Other relevant matters – s.387(h)
[66] Section 387(h) provides the Commission with broad scope to consider any other matters it considers relevant. In determining whether dismissal of Mr Bartolo was harsh unjust and/or unreasonable I have had regard to the following relevant matters:
- the harshness of the personal and economic consequences of the dismissal for Mr Bartolo;
- that Mr Bartolo has failed to secure alternative employment; and
- that the outcome of the dismissal was disproportionate to the gravity of the alleged misconduct.
Conclusion
[67] Having considered each of the matters specified in section 387 of the Act, I am satisfied that Mr Bartolo’s dismissal was:
- unjust because on the evidence before me, Mr Bartolo did not engage in the misconduct that the Respondent sought to rely on to justify its decision to dismiss him, and
- unreasonable because the Respondent's decision to dismiss Mr Bartolo was made on inferences which could not, on the basis of the evidence before me, reasonably have been drawn and because Mr Bartolo was not afforded procedural fairness in the process leading to his dismissal, and
- harsh in its consequences considering the personal economic situation of Mr Bartolo and because the dismissal is disproportionate to the gravity of the misconduct in respect of which the Respondent acted.
Remedy
[68] Section 390 of the FW Act sets out the circumstances in which I may make an order for reinstatement or compensation:
“390 When the FWC may order remedy for unfair dismissal
(1) Subject to subsection (3), the FWC may order a person’s reinstatement, or the payment of compensation to a person, if:
(a) the FWC is satisfied that the person was protected from unfair dismissal (see Division 2) at the time of being dismissed; and
(b) the person has been unfairly dismissed (see Division 3).
(2) The FWC may make the order only if the person has made an application under section 394.
(3) The FWC must not order the payment of compensation to the person unless:
(a) the FWC is satisfied that reinstatement of the person is inappropriate; and
(b) the FWC considers an order for payment of compensation is appropriate in all the circumstances of the case.
Reinstatement
[69] Mr Bartolo did not seek the remedy of reinstatement and that the Respondent opposes reinstatement in the event the application succeeds. 86
[70] Immediately prior to the dismissal, by Mr Bartolo's own admission, there was considerable tension in the relationship with Ms Harbie. I also accept the Respondent’s submission that there has been a loss of trust and confidence in Mr Bartolo. In the circumstances, I am satisfied that reinstatement is inappropriate.
Compensation
[71] I have found that Mr Bartolo was unfairly dismissed by the Respondent and consider that it is appropriate that an order for compensation be made. I am required by s.392(2) of the Act to take into account all the circumstances of the case including the specific matters identified in paragraphs (a)–(g) of the subsection. The general approach to the calculation of compensation in the context of the current Act is set out in Bowden v Ottrey Homes Cobram and District Retirement Villages. 87. I have adopted the methodology utilised in Bowden, in determining the amount of compensation payable.

═══

*DIRECTIVES:*
(1) Answer these questions from the decision excerpt:
(a) Which section gives the Commission broad scope to consider any other matters it considers relevant?
(b) Under subsection (2) of section 390, the person must have made an application under which section?
(c) Which case sets out the general approach to calculating compensation?
(2) Please write out everything in the decision excerpt from "(2) The FWC" down to "of the case.", renaming "compensation" as "damages".
The records below the decision excerpt were taken from a separate source.

═══

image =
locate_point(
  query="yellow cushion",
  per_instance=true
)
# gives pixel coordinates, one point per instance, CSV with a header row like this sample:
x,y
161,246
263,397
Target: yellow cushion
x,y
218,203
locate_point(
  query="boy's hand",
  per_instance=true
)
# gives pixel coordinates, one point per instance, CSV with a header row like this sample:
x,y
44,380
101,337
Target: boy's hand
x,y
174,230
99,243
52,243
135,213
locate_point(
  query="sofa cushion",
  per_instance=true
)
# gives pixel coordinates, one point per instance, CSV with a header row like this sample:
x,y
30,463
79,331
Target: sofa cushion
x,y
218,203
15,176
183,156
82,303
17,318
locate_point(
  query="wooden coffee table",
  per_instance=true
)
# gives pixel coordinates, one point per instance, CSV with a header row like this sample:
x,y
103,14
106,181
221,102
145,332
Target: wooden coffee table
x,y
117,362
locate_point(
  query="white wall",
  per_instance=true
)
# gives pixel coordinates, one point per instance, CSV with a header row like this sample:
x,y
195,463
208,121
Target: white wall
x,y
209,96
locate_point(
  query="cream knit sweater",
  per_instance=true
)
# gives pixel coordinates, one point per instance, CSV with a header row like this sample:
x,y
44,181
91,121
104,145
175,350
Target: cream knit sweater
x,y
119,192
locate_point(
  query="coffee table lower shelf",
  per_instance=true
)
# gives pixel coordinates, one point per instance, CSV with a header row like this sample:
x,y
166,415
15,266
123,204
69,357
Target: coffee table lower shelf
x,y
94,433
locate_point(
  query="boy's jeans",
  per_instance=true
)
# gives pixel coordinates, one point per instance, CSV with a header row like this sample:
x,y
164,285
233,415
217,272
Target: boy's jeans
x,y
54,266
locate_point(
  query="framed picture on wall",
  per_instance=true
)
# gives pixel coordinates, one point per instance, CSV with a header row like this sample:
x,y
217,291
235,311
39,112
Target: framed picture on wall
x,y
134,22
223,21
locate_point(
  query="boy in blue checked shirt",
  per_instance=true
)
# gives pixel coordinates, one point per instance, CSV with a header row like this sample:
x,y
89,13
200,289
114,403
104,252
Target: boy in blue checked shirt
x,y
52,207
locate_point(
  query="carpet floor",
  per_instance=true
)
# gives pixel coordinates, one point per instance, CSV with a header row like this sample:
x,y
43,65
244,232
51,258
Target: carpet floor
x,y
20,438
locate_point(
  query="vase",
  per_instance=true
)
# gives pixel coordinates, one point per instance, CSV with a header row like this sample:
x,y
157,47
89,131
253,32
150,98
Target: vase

═══

*COMPLETED EXERCISE:*
(1)
(a) Section 387(h)
(b) Section 394
(c) Bowden v Ottrey Homes Cobram and District Retirement Villages

(2)
(2) The FWC may make the order only if the person has made an application under section 394.
(3) The FWC must not order the payment of damages to the person unless:
(a) the FWC is satisfied that reinstatement of the person is inappropriate; and
(b) the FWC considers an order for payment of damages is appropriate in all the circumstances of the case.